DOCUMENT SECTION:
================
- The typical home in areas with LGBTQ+ housing protections costs $492,290, compared with $357,010 for the typical home in areas without protections.
- San Francisco and Portland, OR have the highest share of LGBTQ+ adults, yet less than 7% of homes in those places are affordable for someone on the local median income.
- Detroit and Rochester are the most affordable metros in states with LGBTQ+ protections.
- A Redfin survey found that over half of LGBTQ+ homeowners and renters struggle to afford housing payments.
- 13% of LGBTQ+ survey respondents planning to move soon want to relocate so they can live in an area that’s more accepting/inclusive.
U.S. homebuyers need to earn an annual income of $150,364 to afford the median priced home in areas with state laws protecting LGBTQ+ people from housing discrimination. That’s 46.8% more than the $102,435 buyers need to earn to afford a home in areas without such protections. Both of those are higher than the $79,689 estimated median U.S. household income in 2023.

This is according to a Redfin analysis of 2023 housing market data across 54 major U.S. metropolitan areas, state-level data on housing nondiscrimination laws from the Movement Advancement Project, and estimated median local household incomes. We consider a home affordable if a buyer taking out a mortgage on the median local household income would spend no more than 30% of their income on their monthly housing payment. We assume a 10% down payment.
Now let’s look at the data another way: Someone making the median household income in areas with LGBTQ+ protections would’ve had to spend 44.5% of their earnings on monthly housing costs if they bought a home for $492,290, the median home sale price in those areas last year. By comparison, buyers in areas without protections would’ve had to spend 38.3% of their earnings if they purchased the $357,010 median priced home in their area. A rule of thumb in personal finance is that people should spend no more than 30% of their income on housing, but that has become less realistic due to elevated mortgage rates and home prices.
================
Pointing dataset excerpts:
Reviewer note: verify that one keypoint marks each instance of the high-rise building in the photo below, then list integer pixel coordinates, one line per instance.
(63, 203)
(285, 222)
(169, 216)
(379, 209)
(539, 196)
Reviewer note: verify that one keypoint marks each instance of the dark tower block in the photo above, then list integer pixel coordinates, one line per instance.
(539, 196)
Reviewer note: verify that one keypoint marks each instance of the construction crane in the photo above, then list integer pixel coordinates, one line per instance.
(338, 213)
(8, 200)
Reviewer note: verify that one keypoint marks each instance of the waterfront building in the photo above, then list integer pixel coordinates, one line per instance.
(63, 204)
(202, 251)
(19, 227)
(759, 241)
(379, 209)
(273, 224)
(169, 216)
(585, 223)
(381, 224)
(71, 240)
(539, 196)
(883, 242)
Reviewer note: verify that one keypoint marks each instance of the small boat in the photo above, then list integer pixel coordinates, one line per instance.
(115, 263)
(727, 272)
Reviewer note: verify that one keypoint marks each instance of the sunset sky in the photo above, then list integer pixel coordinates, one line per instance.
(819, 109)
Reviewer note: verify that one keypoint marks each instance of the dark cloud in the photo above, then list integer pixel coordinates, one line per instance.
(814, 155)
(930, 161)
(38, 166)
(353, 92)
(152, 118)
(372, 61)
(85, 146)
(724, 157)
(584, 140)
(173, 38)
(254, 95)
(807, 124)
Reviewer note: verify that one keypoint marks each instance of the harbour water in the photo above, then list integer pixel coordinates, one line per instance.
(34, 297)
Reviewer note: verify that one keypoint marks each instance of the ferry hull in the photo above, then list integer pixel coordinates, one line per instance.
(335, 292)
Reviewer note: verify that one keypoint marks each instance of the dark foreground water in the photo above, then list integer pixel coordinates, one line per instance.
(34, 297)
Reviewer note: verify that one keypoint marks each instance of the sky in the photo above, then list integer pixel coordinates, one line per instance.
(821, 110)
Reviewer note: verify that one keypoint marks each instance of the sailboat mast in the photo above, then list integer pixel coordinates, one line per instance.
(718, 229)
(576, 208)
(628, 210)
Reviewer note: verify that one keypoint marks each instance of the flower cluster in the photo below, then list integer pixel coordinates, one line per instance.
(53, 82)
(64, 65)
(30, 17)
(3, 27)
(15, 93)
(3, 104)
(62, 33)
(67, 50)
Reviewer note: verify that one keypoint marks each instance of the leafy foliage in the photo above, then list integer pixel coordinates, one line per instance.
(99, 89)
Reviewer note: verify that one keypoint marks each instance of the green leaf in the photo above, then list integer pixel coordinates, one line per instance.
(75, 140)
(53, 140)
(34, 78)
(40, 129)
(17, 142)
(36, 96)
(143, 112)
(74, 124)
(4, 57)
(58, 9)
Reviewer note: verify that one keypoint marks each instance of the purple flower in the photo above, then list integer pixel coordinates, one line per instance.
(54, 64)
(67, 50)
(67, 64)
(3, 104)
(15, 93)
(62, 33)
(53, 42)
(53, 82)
================
CHALLENGE: Reproduce verbatim everything in the housing affordability report from "U.S. homebuyers need" down to "income in 2023.". The records are not required for any of the tasks.

FULL OUTPUT:
U.S. homebuyers need to earn an annual income of $150,364 to afford the median priced home in areas with state laws protecting LGBTQ+ people from housing discrimination. That’s 46.8% more than the $102,435 buyers need to earn to afford a home in areas without such protections. Both of those are higher than the $79,689 estimated median U.S. household income in 2023.